→ BRIEF
Update the entries below by changing every occurrence of "a pin for each instance" to "one point per instance" and leaving all other text unchanged.

[Begin MATERIAL FOR THIS EXERCISE]

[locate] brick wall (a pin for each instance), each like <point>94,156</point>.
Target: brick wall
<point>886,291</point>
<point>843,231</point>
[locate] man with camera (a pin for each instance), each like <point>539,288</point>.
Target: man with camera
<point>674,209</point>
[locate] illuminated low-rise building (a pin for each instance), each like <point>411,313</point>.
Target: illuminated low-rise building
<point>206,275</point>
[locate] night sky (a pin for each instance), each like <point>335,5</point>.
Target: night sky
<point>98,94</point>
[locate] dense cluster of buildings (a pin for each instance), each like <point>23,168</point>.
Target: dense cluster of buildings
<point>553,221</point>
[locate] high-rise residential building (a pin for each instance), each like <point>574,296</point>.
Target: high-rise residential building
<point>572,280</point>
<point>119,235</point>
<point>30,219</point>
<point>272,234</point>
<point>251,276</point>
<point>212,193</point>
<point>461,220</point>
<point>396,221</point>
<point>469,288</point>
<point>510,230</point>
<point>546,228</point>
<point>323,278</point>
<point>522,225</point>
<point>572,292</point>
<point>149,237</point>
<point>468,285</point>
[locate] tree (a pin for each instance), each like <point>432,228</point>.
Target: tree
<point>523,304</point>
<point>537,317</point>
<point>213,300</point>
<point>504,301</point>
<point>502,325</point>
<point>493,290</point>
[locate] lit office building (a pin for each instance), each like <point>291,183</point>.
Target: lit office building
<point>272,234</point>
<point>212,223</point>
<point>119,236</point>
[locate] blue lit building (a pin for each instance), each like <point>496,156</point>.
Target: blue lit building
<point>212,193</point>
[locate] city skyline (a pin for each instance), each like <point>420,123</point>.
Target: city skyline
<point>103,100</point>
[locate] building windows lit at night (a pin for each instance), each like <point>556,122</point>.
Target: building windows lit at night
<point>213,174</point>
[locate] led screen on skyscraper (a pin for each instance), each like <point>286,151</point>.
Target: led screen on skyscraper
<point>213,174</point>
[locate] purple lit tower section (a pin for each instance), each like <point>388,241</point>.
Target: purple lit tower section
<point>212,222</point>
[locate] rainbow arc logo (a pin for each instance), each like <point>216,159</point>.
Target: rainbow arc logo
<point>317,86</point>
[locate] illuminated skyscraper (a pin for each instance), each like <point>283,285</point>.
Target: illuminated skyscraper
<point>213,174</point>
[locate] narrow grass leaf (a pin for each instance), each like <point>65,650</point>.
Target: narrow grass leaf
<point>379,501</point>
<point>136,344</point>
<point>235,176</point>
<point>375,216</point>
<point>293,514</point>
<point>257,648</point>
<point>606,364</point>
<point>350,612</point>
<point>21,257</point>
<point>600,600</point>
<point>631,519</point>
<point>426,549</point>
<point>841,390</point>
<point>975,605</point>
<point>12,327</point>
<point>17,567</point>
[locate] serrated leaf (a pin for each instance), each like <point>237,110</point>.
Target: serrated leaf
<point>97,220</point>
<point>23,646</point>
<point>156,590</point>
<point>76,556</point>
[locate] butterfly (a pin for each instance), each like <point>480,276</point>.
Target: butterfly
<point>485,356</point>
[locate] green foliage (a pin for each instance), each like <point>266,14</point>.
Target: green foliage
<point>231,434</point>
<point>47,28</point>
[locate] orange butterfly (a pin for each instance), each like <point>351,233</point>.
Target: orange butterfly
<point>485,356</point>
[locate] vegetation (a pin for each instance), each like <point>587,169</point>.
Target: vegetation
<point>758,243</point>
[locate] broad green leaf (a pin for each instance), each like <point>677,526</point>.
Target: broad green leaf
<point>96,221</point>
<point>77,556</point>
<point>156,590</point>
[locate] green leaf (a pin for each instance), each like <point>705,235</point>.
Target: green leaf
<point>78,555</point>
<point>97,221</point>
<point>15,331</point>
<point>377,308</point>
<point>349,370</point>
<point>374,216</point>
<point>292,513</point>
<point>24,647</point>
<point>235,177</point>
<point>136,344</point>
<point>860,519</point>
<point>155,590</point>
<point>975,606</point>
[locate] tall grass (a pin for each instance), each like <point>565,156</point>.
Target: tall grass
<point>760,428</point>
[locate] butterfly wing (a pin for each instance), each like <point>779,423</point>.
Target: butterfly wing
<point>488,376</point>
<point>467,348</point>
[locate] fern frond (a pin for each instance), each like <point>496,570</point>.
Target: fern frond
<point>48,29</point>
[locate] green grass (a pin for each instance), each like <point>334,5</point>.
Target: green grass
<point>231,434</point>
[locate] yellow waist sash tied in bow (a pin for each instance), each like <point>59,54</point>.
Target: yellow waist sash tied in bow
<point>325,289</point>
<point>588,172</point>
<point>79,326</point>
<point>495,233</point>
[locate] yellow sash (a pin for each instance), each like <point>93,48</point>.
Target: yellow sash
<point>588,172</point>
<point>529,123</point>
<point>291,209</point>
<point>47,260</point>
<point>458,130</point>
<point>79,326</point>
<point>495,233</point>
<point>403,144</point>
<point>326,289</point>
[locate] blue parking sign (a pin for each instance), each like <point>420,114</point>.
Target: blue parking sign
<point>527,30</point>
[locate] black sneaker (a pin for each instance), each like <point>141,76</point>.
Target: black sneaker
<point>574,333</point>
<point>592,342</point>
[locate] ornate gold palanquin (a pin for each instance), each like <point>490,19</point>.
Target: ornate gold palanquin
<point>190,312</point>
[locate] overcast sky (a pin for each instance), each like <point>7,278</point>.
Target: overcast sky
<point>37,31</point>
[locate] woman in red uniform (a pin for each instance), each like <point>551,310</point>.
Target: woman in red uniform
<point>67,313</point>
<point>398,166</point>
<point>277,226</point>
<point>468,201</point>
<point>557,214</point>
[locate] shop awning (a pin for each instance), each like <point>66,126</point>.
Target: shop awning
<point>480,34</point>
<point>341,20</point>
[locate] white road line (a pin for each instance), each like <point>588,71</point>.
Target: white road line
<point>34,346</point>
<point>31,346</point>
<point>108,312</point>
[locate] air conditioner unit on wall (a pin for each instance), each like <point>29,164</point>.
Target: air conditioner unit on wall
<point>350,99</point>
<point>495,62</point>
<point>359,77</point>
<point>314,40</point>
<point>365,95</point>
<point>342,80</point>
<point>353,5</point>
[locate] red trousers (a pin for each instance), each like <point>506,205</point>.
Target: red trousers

[End MATERIAL FOR THIS EXERCISE]

→ RESULT
[locate] brick wall (one point per instance), each like <point>94,156</point>.
Target: brick wall
<point>886,291</point>
<point>843,231</point>
[locate] man with camera (one point per instance), each like <point>539,288</point>.
Target: man with camera
<point>674,209</point>
[locate] illuminated low-rise building (one point per instance), each like <point>411,313</point>.
Target: illuminated low-rise building
<point>206,275</point>
[locate] night sky (one point per instance), each like <point>335,5</point>.
Target: night sky
<point>98,94</point>
[locate] dense cluster of buildings (one point per instance), each like <point>23,168</point>.
Target: dense cluster of buildings
<point>553,221</point>
[locate] high-rise residential building (one point per instance), each like <point>574,296</point>.
Target: high-rise residential building
<point>572,280</point>
<point>119,235</point>
<point>30,219</point>
<point>272,234</point>
<point>251,276</point>
<point>212,193</point>
<point>461,220</point>
<point>396,221</point>
<point>469,288</point>
<point>510,230</point>
<point>546,228</point>
<point>323,278</point>
<point>522,225</point>
<point>572,292</point>
<point>149,237</point>
<point>468,285</point>
[locate] tree (one point per instance), each like <point>432,228</point>.
Target: tree
<point>523,304</point>
<point>537,317</point>
<point>213,300</point>
<point>504,301</point>
<point>502,325</point>
<point>493,290</point>
[locate] lit office building (one point per instance), each like <point>291,183</point>.
Target: lit office building
<point>272,234</point>
<point>212,223</point>
<point>119,236</point>
[locate] blue lit building (one point per instance), each like <point>496,156</point>.
Target: blue lit building
<point>212,193</point>
[locate] city skyline (one point per instance), each like <point>420,123</point>.
Target: city skyline
<point>103,100</point>
[locate] building windows lit at night (one point per instance), each like <point>556,122</point>.
Target: building windows lit at night
<point>213,174</point>
[locate] led screen on skyscraper (one point per instance), each like <point>286,151</point>.
Target: led screen on skyscraper
<point>213,174</point>
[locate] purple lit tower section (one point per instance), each like <point>388,241</point>.
Target: purple lit tower section
<point>212,222</point>
[locate] rainbow arc logo (one point per instance), each like <point>216,159</point>.
Target: rainbow arc logo
<point>317,86</point>
[locate] illuminated skyscraper (one point per instance), each like <point>283,285</point>.
Target: illuminated skyscraper
<point>213,174</point>
[locate] narrow grass leaf (one point per instance), each like <point>65,650</point>.
Target: narrow grass leaf
<point>379,501</point>
<point>136,344</point>
<point>235,176</point>
<point>375,216</point>
<point>293,514</point>
<point>257,648</point>
<point>606,364</point>
<point>350,612</point>
<point>21,257</point>
<point>600,600</point>
<point>631,519</point>
<point>426,549</point>
<point>841,390</point>
<point>975,605</point>
<point>12,327</point>
<point>17,567</point>
[locate] serrated leaf (one point per instance), each like <point>237,110</point>.
Target: serrated leaf
<point>97,220</point>
<point>23,646</point>
<point>156,590</point>
<point>76,556</point>
[locate] butterfly (one point per instance), each like <point>480,276</point>.
Target: butterfly
<point>485,356</point>
[locate] green foliage (one point per instance), each like <point>266,14</point>.
Target: green foliage
<point>231,434</point>
<point>47,28</point>
[locate] orange butterfly (one point per instance), each like <point>351,233</point>.
Target: orange butterfly
<point>485,356</point>
[locate] vegetation (one point per instance), each like <point>587,169</point>.
Target: vegetation
<point>758,243</point>
[locate] broad green leaf (one point per instance), each like <point>677,526</point>.
Target: broad green leaf
<point>96,221</point>
<point>77,556</point>
<point>156,590</point>
[locate] green leaf (one point per instance), each like <point>705,235</point>.
Target: green leaf
<point>78,555</point>
<point>97,221</point>
<point>15,331</point>
<point>377,308</point>
<point>349,370</point>
<point>374,216</point>
<point>292,513</point>
<point>24,647</point>
<point>235,177</point>
<point>136,344</point>
<point>860,519</point>
<point>155,590</point>
<point>975,606</point>
[locate] tall grass (one point per instance), each like <point>565,156</point>.
Target: tall grass
<point>760,428</point>
[locate] butterfly wing (one point per instance), each like <point>779,423</point>.
Target: butterfly wing
<point>488,376</point>
<point>467,348</point>
[locate] fern frond (one point per instance), each like <point>496,570</point>.
Target: fern frond
<point>48,29</point>
[locate] green grass (one point per instance), each like <point>334,5</point>.
Target: green grass
<point>231,434</point>
[locate] yellow waist sash tied in bow (one point per instance), each like <point>59,54</point>.
Target: yellow waist sash tied in bow
<point>325,289</point>
<point>588,172</point>
<point>79,326</point>
<point>495,233</point>
[locate] yellow sash (one point per instance), each like <point>93,48</point>.
Target: yellow sash
<point>588,172</point>
<point>529,123</point>
<point>291,209</point>
<point>47,260</point>
<point>458,130</point>
<point>79,326</point>
<point>495,233</point>
<point>403,144</point>
<point>326,289</point>
[locate] blue parking sign (one point per instance), each like <point>420,114</point>.
Target: blue parking sign
<point>527,30</point>
[locate] black sneaker (one point per instance), each like <point>141,76</point>.
Target: black sneaker
<point>574,333</point>
<point>592,342</point>
[locate] ornate gold palanquin (one point per instance), each like <point>490,19</point>.
Target: ornate gold palanquin
<point>190,312</point>
[locate] overcast sky (one point per instance), each like <point>7,278</point>.
Target: overcast sky
<point>37,31</point>
[locate] woman in red uniform (one point per instance), each like <point>551,310</point>.
Target: woman in red uniform
<point>67,313</point>
<point>398,166</point>
<point>277,226</point>
<point>468,201</point>
<point>557,214</point>
[locate] shop awning (one point per instance), each like <point>66,126</point>.
Target: shop awning
<point>480,34</point>
<point>341,20</point>
[locate] white road line (one point per instance), each like <point>588,71</point>.
Target: white road line
<point>34,346</point>
<point>31,346</point>
<point>108,312</point>
[locate] air conditioner unit on wall (one point per instance), each like <point>29,164</point>.
Target: air conditioner unit on wall
<point>350,99</point>
<point>495,62</point>
<point>359,77</point>
<point>314,40</point>
<point>365,95</point>
<point>342,80</point>
<point>353,5</point>
[locate] red trousers (one point per instance), each like <point>506,205</point>.
Target: red trousers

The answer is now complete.